**PAGE TEXT:**

((

I'm considering making it a SaaS type product, that might work out very well.

Everyone is telling me $150 is too steep, so I'll lower the price too.

Thanks for your input.

------
SHOwnsYou
There is way too much stuff on the Tour and Features page. Features is
especially bad.

I think it is great to have that kind of indepth information, but probably on
a deeper page. A prominent link from the homepage should give a higher level
view. There also looks like there is a bunch of stuff the average person (your
customer) wouldn't understand.

Here is just a short list of things: MVC, entire open source bit, under
templates I'd remove everything except the talk of 19 languages and email
templates. Vanity URLs, search indexer, drm, etc.

Keep that info available, but put it on a deeper page.

I'd figure up like 5-10 big features, figure out what benefits they offer and
sell on those benefits.

))

**WORK TO DO:** Print the part of the forum thread text starting at "I think it is" and ending at "on those benefits.".

**RECORD EXCERPTS:**
((

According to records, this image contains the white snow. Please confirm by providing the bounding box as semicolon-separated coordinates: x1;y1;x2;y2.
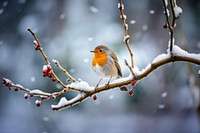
110;73;133;84
16;84;24;88
174;5;182;18
130;20;136;24
52;59;59;66
51;97;68;108
141;64;151;74
152;54;170;64
89;6;99;13
30;89;51;95
51;93;85;109
67;79;94;91
172;45;200;60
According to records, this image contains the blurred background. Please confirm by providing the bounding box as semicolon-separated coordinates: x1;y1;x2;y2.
0;0;200;133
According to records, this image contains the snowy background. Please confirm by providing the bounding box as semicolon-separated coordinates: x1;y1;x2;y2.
0;0;200;133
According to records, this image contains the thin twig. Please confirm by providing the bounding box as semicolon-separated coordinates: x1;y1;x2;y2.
53;60;76;82
162;0;176;53
124;58;135;77
27;28;67;88
118;0;134;67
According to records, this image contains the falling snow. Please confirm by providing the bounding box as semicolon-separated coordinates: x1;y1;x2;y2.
149;10;155;14
84;58;89;63
142;24;148;31
88;37;93;42
30;76;35;82
174;5;182;18
158;104;165;109
42;116;49;121
130;20;136;24
161;92;168;98
67;79;94;91
59;13;65;20
89;6;99;13
3;1;8;7
18;0;26;4
0;8;4;14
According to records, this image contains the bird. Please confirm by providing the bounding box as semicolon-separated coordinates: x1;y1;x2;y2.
90;45;127;91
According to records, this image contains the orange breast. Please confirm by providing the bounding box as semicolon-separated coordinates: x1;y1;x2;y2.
92;54;107;66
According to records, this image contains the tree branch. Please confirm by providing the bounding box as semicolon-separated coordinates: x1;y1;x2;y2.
2;0;200;110
118;0;134;68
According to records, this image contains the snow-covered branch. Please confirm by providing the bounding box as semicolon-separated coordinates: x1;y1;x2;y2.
2;0;200;110
118;0;134;67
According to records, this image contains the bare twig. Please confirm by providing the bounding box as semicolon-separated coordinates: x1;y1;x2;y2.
124;58;135;77
53;60;76;82
27;28;67;88
118;0;134;67
162;0;179;53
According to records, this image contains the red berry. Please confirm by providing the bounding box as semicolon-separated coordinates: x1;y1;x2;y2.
128;89;134;96
35;100;41;107
47;65;52;71
163;23;168;29
51;76;57;82
131;80;137;86
2;78;6;84
67;78;70;82
24;93;28;99
93;95;97;100
47;71;52;78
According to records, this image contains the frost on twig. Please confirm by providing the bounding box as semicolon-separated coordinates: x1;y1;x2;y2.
2;0;200;110
118;0;134;67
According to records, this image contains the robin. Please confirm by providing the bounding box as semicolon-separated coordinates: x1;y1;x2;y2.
90;45;127;91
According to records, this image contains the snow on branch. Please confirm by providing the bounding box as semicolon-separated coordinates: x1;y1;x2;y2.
2;0;200;110
118;0;134;67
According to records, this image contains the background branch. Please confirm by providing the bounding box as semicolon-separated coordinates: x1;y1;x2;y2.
118;0;134;67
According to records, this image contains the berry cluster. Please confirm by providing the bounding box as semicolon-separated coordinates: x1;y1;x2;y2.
163;23;168;29
33;40;41;51
2;78;13;88
42;64;57;82
128;80;137;96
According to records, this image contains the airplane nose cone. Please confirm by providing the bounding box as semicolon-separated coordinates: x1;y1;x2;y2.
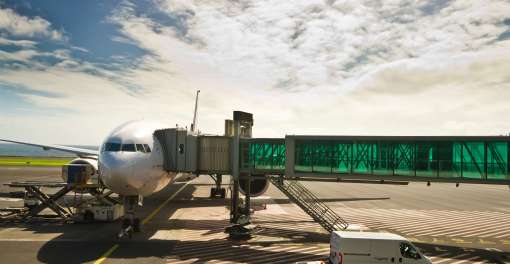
100;153;137;195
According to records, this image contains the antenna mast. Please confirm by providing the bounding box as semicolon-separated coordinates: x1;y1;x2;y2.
191;90;200;132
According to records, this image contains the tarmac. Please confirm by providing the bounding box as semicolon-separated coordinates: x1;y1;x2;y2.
0;167;510;264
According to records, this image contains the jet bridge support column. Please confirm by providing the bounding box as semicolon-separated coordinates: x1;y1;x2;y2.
230;120;241;224
226;111;253;239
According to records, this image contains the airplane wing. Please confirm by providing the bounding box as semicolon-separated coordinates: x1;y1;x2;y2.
0;138;99;157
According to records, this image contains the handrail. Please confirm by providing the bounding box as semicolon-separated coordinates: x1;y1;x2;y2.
268;177;349;232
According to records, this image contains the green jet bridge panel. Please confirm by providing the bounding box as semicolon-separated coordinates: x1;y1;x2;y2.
240;136;510;185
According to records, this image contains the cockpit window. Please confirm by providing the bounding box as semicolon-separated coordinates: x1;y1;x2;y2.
104;143;120;152
122;144;136;152
136;144;145;153
143;144;151;153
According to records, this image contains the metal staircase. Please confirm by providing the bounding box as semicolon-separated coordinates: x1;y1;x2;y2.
268;177;349;232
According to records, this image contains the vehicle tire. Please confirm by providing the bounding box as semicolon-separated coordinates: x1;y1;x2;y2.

))

**TASK RESULT:**
I think it is great to have that kind of indepth information, but probably on
a deeper page. A prominent link from the homepage should give a higher level
view. There also looks like there is a bunch of stuff the average person (your
customer) wouldn't understand.

Here is just a short list of things: MVC, entire open source bit, under
templates I'd remove everything except the talk of 19 languages and email
templates. Vanity URLs, search indexer, drm, etc.

Keep that info available, but put it on a deeper page.

I'd figure up like 5-10 big features, figure out what benefits they offer and
sell on those benefits.